Per questo nuovo caso il pm massese Marco Mansi aveva chiesto una condanna a 3 anni e 4 mesi di carcere, sottolineando di riconoscere la natura altruistica del gesto.

Chiedo la condanna ma con tutte le attenuanti generiche e ai minimi di legge. Il reato di aiuto al suicidio sussiste, ma credo ai loro nobili intenti. È stato compiuto un atto nell’interesse di Davide Trentini, a cui mancano i presupposti che lo rendano lecito.

Entrambi sono stati assolti da ogni accusa, nella giornata del 27 luglio 2020, in quella che può essere considerata una sentenza rivoluzionaria per le ragioni che spiegheremo tra poco.

● Record forniti
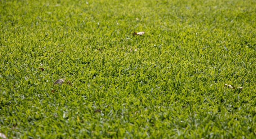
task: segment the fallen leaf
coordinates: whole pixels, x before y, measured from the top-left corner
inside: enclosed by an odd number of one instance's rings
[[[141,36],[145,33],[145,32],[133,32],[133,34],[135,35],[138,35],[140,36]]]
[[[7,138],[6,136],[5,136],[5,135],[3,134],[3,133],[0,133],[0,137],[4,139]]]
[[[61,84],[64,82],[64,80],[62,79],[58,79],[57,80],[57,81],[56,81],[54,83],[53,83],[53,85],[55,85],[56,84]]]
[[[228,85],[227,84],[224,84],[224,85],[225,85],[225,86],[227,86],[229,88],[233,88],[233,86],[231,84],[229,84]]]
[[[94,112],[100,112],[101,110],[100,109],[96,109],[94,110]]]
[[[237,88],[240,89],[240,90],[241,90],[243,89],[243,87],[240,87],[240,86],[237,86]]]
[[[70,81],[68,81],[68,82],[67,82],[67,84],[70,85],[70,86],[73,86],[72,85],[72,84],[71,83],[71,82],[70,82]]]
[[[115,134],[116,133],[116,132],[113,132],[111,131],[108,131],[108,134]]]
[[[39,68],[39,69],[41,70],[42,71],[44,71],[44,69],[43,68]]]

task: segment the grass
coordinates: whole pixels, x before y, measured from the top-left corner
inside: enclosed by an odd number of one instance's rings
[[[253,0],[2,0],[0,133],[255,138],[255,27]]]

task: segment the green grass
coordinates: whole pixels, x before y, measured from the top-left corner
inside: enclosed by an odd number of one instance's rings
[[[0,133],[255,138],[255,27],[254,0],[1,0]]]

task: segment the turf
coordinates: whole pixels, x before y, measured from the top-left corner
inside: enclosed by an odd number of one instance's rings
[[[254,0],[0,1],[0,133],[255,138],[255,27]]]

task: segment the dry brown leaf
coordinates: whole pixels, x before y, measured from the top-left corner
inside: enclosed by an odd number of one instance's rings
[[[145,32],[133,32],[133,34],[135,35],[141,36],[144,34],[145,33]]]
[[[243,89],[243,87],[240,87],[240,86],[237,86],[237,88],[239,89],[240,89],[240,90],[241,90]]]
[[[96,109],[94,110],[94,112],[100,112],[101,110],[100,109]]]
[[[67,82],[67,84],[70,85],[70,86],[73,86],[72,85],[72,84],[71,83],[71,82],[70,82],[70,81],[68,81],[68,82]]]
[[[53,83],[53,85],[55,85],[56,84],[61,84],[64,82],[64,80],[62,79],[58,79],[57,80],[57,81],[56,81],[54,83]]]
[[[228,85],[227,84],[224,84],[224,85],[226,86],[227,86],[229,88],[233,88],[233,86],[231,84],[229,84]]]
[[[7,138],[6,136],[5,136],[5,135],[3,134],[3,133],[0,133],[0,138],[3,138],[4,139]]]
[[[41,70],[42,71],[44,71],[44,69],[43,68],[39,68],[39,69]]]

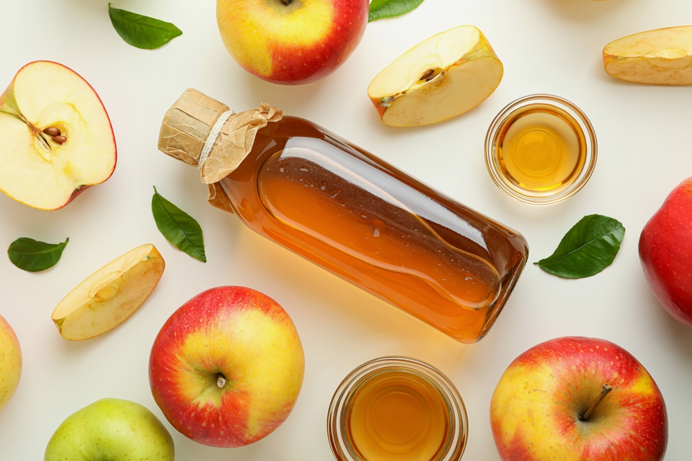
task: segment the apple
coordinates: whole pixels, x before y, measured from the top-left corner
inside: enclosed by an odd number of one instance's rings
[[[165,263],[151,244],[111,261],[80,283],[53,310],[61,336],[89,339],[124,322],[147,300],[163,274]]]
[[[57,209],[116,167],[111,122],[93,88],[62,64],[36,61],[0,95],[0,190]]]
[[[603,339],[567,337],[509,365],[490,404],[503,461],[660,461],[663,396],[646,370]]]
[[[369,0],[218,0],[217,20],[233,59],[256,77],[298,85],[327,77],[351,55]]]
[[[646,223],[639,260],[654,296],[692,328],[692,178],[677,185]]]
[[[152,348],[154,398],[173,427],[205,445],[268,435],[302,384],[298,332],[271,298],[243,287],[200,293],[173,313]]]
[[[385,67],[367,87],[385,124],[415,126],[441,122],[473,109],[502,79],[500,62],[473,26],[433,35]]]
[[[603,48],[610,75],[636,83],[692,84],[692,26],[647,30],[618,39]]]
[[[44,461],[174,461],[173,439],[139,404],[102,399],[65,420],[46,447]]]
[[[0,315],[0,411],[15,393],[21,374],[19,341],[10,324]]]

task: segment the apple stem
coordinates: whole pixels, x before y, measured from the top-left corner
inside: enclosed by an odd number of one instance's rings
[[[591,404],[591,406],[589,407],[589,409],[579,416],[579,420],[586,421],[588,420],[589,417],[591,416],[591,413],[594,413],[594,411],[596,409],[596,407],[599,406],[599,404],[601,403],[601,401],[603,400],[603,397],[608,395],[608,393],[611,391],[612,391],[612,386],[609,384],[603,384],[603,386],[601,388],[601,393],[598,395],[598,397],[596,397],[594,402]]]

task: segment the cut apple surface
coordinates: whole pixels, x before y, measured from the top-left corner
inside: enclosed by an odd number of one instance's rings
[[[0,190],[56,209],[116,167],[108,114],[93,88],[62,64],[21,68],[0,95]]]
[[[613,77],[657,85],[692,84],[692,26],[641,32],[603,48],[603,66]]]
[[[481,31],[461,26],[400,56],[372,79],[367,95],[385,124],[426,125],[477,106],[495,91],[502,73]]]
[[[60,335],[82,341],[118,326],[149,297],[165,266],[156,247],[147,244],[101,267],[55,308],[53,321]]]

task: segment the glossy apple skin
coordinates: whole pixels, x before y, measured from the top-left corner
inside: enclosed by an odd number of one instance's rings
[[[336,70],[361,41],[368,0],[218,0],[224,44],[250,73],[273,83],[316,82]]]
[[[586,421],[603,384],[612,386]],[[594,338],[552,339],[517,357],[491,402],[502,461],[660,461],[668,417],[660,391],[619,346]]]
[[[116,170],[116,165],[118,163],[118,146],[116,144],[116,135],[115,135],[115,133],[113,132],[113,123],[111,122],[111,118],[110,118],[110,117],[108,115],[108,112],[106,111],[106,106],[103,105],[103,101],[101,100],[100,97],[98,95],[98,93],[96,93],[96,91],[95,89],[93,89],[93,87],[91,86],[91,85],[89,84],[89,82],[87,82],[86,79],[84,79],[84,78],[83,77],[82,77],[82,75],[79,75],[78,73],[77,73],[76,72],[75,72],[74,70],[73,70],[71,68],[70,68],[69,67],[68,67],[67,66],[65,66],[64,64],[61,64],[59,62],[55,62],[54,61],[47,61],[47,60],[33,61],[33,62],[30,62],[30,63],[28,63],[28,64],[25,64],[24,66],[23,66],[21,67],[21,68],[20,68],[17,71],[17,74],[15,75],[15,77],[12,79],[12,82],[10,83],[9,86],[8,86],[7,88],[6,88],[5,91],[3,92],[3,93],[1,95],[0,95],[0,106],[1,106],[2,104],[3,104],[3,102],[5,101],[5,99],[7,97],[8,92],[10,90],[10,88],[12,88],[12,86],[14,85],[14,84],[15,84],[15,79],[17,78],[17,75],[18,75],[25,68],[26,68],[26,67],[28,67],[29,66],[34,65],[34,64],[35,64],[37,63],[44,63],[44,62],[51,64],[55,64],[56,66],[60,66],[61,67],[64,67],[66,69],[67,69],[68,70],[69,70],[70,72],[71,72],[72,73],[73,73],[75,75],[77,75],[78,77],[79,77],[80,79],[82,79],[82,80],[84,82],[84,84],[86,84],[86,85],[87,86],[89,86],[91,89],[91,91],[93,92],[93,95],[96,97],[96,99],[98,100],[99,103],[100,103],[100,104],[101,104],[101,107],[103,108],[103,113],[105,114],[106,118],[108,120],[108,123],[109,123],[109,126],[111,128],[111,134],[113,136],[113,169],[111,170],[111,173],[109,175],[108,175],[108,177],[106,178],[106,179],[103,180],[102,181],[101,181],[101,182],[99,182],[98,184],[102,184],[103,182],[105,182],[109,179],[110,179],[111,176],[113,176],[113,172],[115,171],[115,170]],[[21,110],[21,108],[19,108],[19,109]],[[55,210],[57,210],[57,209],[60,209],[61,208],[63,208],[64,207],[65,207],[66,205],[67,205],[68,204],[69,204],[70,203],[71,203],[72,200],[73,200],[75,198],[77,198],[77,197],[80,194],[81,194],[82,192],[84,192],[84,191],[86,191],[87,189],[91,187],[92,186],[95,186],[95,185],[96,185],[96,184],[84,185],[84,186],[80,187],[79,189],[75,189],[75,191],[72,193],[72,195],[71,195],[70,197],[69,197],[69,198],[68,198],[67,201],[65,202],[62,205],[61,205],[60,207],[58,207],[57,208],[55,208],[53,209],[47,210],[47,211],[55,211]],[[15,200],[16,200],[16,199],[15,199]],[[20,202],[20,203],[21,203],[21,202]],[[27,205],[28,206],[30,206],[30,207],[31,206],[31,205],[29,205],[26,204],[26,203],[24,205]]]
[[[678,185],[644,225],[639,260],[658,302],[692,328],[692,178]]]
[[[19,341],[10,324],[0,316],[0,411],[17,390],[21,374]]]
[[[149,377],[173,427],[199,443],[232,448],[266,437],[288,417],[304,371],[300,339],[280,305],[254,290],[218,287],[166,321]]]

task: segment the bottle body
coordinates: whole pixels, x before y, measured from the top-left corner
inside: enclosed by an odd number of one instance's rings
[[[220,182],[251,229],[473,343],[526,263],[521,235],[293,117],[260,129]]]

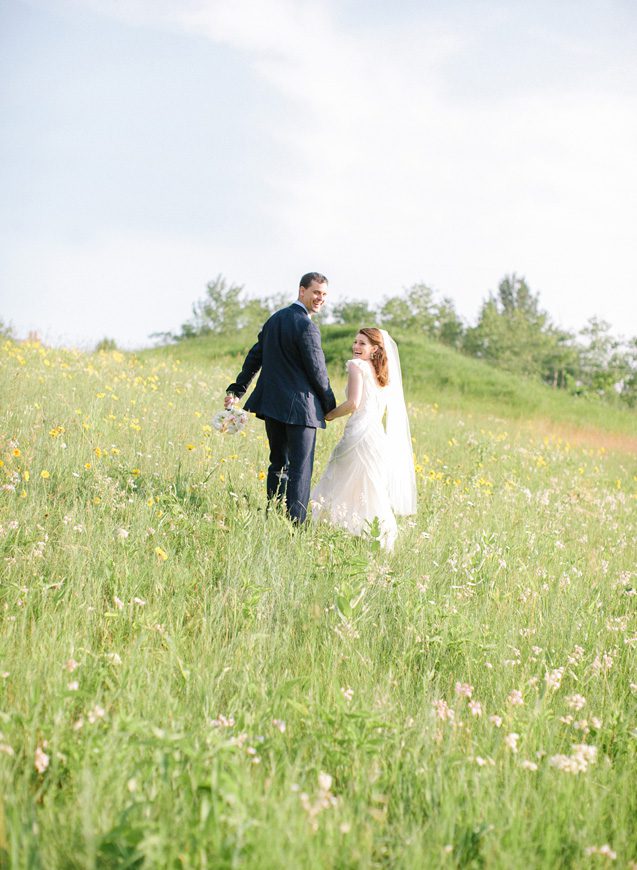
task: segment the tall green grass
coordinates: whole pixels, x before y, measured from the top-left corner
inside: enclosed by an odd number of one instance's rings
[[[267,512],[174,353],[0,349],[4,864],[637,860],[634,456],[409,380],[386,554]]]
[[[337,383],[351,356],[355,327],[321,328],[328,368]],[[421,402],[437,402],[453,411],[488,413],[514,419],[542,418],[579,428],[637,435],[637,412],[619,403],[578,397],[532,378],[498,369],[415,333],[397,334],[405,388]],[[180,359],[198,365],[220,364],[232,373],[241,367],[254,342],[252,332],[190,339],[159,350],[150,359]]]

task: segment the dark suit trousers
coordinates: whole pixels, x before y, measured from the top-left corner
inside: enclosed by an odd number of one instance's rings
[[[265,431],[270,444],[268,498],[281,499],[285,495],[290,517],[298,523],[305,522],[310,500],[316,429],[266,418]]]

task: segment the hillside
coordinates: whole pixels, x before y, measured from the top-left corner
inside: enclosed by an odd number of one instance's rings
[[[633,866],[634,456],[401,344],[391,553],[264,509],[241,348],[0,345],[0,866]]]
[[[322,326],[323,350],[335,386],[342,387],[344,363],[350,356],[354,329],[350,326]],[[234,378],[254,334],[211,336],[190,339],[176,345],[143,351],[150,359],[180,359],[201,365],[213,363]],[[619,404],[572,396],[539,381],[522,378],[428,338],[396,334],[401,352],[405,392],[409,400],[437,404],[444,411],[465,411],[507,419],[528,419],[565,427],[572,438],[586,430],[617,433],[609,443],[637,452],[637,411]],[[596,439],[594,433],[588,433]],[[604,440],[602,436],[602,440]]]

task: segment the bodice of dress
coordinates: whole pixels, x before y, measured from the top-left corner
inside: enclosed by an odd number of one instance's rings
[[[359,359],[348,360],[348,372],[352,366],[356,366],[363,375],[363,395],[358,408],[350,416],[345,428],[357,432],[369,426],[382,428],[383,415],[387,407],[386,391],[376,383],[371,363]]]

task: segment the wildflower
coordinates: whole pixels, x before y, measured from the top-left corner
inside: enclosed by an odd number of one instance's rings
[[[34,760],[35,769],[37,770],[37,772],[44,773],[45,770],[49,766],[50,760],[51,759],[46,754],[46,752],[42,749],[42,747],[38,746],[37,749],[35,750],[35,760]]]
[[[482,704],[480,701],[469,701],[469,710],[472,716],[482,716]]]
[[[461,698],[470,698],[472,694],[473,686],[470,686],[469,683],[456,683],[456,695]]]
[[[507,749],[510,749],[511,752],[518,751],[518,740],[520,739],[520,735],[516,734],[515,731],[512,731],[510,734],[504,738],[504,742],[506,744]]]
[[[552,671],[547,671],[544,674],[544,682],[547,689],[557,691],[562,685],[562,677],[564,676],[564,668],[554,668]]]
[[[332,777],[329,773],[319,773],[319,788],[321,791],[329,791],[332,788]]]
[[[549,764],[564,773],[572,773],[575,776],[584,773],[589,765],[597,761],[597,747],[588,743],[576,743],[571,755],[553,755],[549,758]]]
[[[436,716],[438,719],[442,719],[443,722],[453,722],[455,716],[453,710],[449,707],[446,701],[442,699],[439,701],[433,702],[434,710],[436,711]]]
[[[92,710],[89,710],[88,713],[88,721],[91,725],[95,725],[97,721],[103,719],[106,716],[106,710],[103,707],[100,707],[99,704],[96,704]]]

● Cosa si chiede
Per favore, riassumi il passo citato in due frasi.

● Risposta al compito
Il pm massese Marco Mansi aveva chiesto una condanna a 3 anni e 4 mesi per aiuto al suicidio, con le attenuanti generiche e ai minimi di legge, riconoscendo la natura altruistica del gesto compiuto nell'interesse di Davide Trentini. Il 27 luglio 2020, però, entrambi sono stati assolti da ogni accusa, con una sentenza che può essere considerata rivoluzionaria.